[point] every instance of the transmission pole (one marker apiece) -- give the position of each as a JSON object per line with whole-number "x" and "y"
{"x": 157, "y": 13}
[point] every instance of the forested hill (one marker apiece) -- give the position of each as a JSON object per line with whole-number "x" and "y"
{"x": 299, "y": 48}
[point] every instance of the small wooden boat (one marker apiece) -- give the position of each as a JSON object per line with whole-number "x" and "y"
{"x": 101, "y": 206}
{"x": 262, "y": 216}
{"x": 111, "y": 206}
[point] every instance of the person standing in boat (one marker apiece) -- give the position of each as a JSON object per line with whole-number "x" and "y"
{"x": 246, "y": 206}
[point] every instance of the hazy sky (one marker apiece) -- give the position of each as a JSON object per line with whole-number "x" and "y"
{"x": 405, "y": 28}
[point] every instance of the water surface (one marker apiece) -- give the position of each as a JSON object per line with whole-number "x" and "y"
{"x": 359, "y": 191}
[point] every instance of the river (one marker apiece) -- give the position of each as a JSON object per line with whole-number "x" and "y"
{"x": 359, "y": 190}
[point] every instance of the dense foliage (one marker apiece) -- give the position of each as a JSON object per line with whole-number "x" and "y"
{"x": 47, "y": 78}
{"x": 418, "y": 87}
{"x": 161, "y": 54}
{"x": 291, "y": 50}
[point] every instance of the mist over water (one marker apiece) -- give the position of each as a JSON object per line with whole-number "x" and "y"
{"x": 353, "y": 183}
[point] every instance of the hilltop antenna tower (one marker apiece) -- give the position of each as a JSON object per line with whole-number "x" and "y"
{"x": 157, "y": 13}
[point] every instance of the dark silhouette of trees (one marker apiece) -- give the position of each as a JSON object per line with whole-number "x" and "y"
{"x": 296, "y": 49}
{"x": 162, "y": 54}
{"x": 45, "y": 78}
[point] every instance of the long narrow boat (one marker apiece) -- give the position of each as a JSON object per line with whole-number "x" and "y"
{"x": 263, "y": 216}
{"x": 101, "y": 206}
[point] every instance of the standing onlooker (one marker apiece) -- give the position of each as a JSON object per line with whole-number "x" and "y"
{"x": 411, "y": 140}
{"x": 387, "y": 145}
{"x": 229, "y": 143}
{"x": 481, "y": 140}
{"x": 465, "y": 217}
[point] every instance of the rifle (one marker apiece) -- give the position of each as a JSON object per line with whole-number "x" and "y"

[DIRECTIONS] Write out, exactly as given, the line containing "[point] every instance of the standing" and every line after it to the end of the records. Include nothing else.

[ANSWER BOX]
[point] every instance of the standing onlooker (one marker apiece) -- give the position of each as a JSON object per line with whole-number "x" and "y"
{"x": 411, "y": 140}
{"x": 387, "y": 145}
{"x": 229, "y": 143}
{"x": 481, "y": 140}
{"x": 465, "y": 217}
[point] every instance of the rifle (one marker apiece) -- give the position of each as a JSON object per line with whole-number "x" and "y"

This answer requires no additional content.